(Data excerpts)
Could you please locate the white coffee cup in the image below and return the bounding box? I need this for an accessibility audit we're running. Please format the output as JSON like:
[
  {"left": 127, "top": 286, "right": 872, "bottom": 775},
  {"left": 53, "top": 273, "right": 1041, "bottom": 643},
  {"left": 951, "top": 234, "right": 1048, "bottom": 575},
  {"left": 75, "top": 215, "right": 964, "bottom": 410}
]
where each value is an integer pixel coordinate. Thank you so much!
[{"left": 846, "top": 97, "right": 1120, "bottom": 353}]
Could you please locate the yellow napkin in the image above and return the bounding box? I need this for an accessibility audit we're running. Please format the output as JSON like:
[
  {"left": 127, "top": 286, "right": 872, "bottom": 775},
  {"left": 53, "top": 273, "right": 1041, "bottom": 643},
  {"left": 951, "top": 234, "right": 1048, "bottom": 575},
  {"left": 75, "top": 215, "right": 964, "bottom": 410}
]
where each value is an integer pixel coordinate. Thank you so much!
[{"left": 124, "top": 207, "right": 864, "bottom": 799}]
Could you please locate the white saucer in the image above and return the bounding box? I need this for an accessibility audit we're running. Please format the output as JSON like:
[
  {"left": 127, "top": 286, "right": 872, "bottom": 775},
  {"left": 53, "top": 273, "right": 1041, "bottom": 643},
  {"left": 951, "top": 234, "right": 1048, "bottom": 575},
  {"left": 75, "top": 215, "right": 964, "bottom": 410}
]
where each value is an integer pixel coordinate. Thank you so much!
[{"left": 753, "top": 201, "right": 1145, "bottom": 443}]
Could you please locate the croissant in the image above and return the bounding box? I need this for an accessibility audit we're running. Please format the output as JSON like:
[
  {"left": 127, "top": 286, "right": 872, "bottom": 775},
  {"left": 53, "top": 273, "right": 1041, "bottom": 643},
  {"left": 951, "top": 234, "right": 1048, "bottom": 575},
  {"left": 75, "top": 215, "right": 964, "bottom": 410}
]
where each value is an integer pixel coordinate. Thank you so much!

▶ **TASK DESCRIPTION**
An exact repetition of all the records above is required.

▶ **WRITTEN SOLUTION**
Could you please locate the white coffee cup in the image below and return the bounding box? I need this for an accessibility audit we're running. Please format the output as JSON like:
[
  {"left": 127, "top": 286, "right": 872, "bottom": 775},
  {"left": 53, "top": 273, "right": 1041, "bottom": 643},
  {"left": 951, "top": 234, "right": 1048, "bottom": 575},
  {"left": 75, "top": 215, "right": 964, "bottom": 410}
]
where each value is an integer pixel coordinate. Thank you so much!
[{"left": 846, "top": 97, "right": 1120, "bottom": 353}]
Could you please locate the yellow napkin in the image above and return the bounding box? I need this for an accessibility audit we're running. Please format the output as JSON like:
[
  {"left": 127, "top": 286, "right": 872, "bottom": 775},
  {"left": 53, "top": 273, "right": 1041, "bottom": 643},
  {"left": 951, "top": 234, "right": 1048, "bottom": 575},
  {"left": 75, "top": 215, "right": 964, "bottom": 410}
]
where each value is an integer pixel coordinate. Thank you so much!
[{"left": 124, "top": 207, "right": 864, "bottom": 799}]
Could you please locate the white saucer in the image above and return the bounding box? I need this for an accessibility audit we're running. Please format the output as JSON like:
[
  {"left": 127, "top": 286, "right": 872, "bottom": 775},
  {"left": 53, "top": 273, "right": 1041, "bottom": 643},
  {"left": 951, "top": 234, "right": 1048, "bottom": 575},
  {"left": 75, "top": 215, "right": 964, "bottom": 410}
]
where each value is an integer pixel coordinate. Thank you so much!
[{"left": 753, "top": 201, "right": 1145, "bottom": 443}]
Could you please locate the croissant in the image above and return the bounding box? I need this for an accessibility audit we're running. Please format the output as JSON like:
[
  {"left": 127, "top": 286, "right": 872, "bottom": 775},
  {"left": 53, "top": 273, "right": 1041, "bottom": 643},
  {"left": 951, "top": 234, "right": 1048, "bottom": 575},
  {"left": 75, "top": 215, "right": 964, "bottom": 410}
]
where each value is an integer pixel coordinate. Thank you so much!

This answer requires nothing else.